Censure

Droit à l’information et liberté de la presse : un combat jamais terminé !

Presse guinéenne

Les combats menés ensemble, à travers les épreuves et le temps, ne s’oublient pas. Ils constituent une réserve d’énergie et d’engagement pour de nouvelles batailles. Obtenir la liberté d’expression en son temps, notamment le droit à une information dans un paysage médiatique pluriel, avec des médias indépendants, n’était pas chose aisée. Nous avons eu l’honneur et la chance de faire partie de cette aventure, conduite par des pionniers tels que Souleymane Diallo avec son groupe de presse Le Lynx-Lance, Aboubacar Sylla avec L’Indépendant-Le Démocrate, ainsi que d’autres titres de référence. Ensemble, ils ont écrit les plus belles et glorieuses pages de la presse libre guinéenne.

+---+

▸ **CONSIGNE**:
Poursuivez la rédaction du texte consacré à la liberté de la presse guinéenne, à la suite de sa dernière phrase.

▸ **DONNÉES FOURNIES**:
+---+

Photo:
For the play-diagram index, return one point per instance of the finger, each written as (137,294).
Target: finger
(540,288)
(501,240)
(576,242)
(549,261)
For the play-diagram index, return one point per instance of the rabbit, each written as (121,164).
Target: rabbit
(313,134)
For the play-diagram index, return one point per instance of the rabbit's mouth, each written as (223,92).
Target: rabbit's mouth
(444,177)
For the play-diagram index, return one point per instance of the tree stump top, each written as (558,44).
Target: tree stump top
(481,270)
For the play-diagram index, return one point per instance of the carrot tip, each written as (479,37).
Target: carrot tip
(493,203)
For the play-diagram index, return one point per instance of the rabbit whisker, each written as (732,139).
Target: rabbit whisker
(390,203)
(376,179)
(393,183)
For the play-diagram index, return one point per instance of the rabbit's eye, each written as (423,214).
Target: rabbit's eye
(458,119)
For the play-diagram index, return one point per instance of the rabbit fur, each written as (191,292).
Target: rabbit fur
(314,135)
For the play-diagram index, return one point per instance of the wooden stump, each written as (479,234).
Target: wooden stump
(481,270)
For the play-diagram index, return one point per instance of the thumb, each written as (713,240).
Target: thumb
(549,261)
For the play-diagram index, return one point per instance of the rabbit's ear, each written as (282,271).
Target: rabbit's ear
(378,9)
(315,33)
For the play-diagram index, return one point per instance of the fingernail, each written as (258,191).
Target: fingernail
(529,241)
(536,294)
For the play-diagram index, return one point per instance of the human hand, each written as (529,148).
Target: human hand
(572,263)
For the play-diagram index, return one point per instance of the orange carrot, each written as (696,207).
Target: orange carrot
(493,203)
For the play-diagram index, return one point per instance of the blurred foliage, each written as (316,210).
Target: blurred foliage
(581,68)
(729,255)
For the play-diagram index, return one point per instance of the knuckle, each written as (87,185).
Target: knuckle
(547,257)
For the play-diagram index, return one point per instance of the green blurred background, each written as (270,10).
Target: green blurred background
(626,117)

+---+

▸ **RÉPONSE ATTENDUE**:
Cet héritage, pourtant, n’a été ni sauvegardé ni bien défendu. L’âme de la lutte et l’esprit de sacrifice, portés par un idéal partagé et généreux, n’ont pas survécu à l’instinct de conservation de certains, ni à la résignation d’autres  face aux difficultés de l’inconnu. Il ne faut cependant pas désespérer de voir la presse, confrontée à la plus grave crise de son existence, retrouver son lustre d’antan, et ses acteurs d’aujourd’hui, le courage et l’abnégation de leurs devanciers. Malgré les emprisonnements, les harcèlements judiciaires et les descentes musclées dans les rédactions, la première génération de journalistes et de patrons de presse est restée droite dans ses bottes. Peut-être la nouvelle génération aura-t-elle le sursaut nécessaire, et à temps, pour ne pas sombrer. Il lui appartiendra de lutter et de se reprendre, en respectant une éthique et une déontologie strictes du métier.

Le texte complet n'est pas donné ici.